#### INSTRUÇÕES:
Prossiga o texto sobre o ensino de gramática a partir do ponto em que ele termina.

#### TEXTO-BASE:
Como fugir da armadilha?
Vendo como a gramática e o contexto operam um dado arranjo de texto. Sabemos que uma construção concessiva com "ainda que" é usada para refutar previamente uma objeção. Dizer "Ainda que você me pedisse, não faria" é como afirmar "Não venha pedir depois, que não farei". Estou pensando numa categoria, a relação concessiva, no que faz em um texto, semanticamente, como se organiza sintaticamente e que efeito textual pragmático tem. As construções concessivas são um modo de estabelecer um diálogo implícito. E quem as constrói, para que haja esse efeito, é a gramática.

Não haveria sobreposição de métodos na escola?
Tempos atrás tudo era pacífico nesse campo. Era pegar o manual e levá-lo a uma turma. Não havia angústia, nem esforço por fundamentação. Com a proliferação das faculdades, passou a haver. Um professor já atua diferentemente se egresso de uma faculdade que fez valer uma gramática gerativa, uma descritiva, funcionalista ou outra mais.

A falta de unidade não é prejudicial à educação?

#### MATERIAL FORNECIDO:
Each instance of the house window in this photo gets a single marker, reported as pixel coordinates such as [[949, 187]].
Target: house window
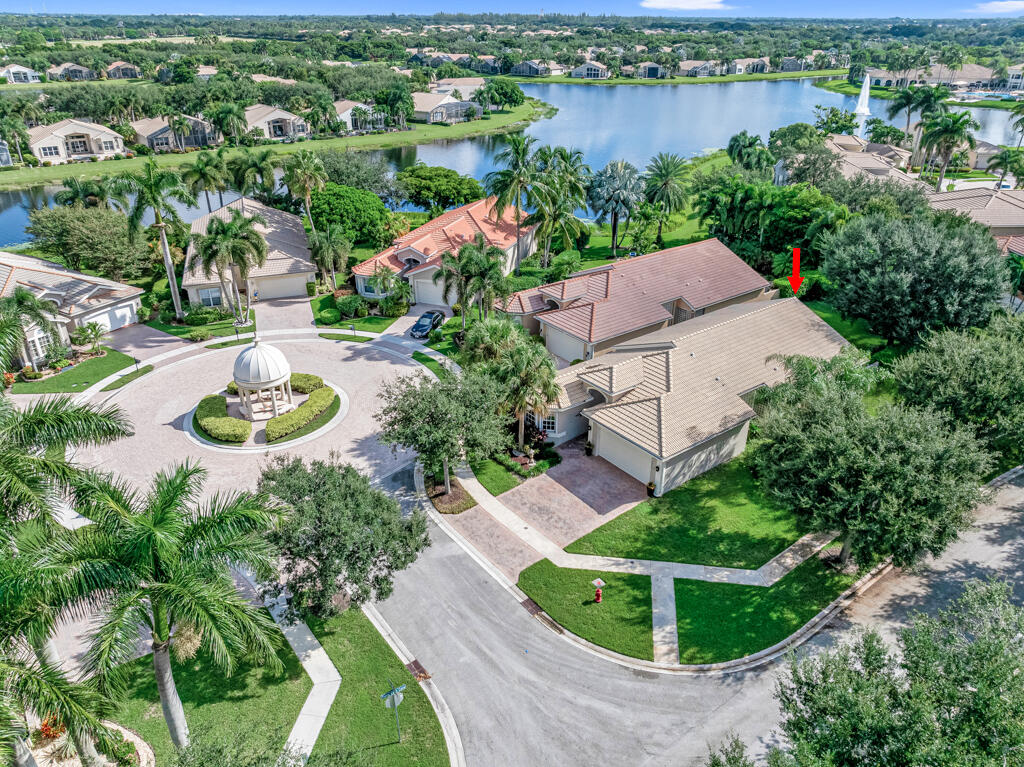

#### RESPOSTA:
O que está difícil é achar um caminho para que as partes envolvidas vejam que a gramática faz sentido na escola. Há teóricos que dizem que não se deve nem levá-la à escola; outros, que se deve. Mas cada um tem em mente uma gramática.

Não há predomínio do vale-tudo gramatical?

A gramática tradicional não diz como alguém deve falar. Fornece categorias. Cria paradigmas, uma organização modelar do que está no sistema da língua. Nas aulas, o professor tem de mostrar que há uma norma valorizada, em certas situações um uso é desabonado e, se o aluno insistir nele, será malvisto. Mas também deve mostrar a diversidade de opções de que a pessoa dispõe para comunicar-se. Com isso, ela ampliará seu repertório. E terá mais liberdade de escolha.

O que daria denominador comum a essas correntes?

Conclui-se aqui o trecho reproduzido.